Texto de leitura
* * * *

Talvez não seja por acaso que os dois estão entre os três bons sambas deste ano - o outro é o da Unidos de Vila Isabel, pois craques como Martinho da Vila e Arlindo Cruz conseguiram fazer milagre com um enredo patrocinado por uma gigante do agronegócio.
São os casos que farão as escolas manter em 2013 algum laço com o melhor de sua história: a reverência ao candomblé; a originalidade e o respeito na abordagem de um tema; o vínculo com as comunidades que representam.
Como se entusiasmar cantando a Alemanha (Unidos da Tijuca), a Coreia do Sul (Inocentes de Belford Roxo), Cuiabá (Mangueira), o manga-larga marchador (Beija-Flor) e o Rock in Rio (Mocidade)?
Não há novidade em dizer que o Carnaval virou um grande negócio. Em aspectos como o da organização, pode ser bom. Mas a situação atingiu o patamar do acinte. As escolas estão de joelhos, sem a dignidade de um mestre-sala.

* * * *

Dados de origem
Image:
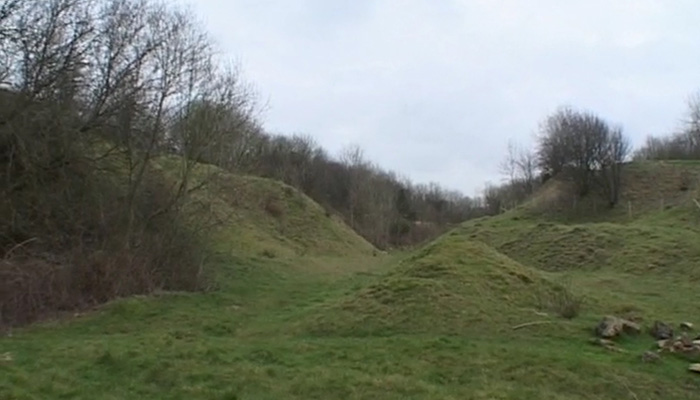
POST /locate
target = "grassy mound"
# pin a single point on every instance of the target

* * * *

Tarefa
Segundo o texto de leitura, qual escola de samba canta o Rock in Rio? As linhas acima vêm de uma fonte diferente da do texto de leitura.

Resposta
A Mocidade.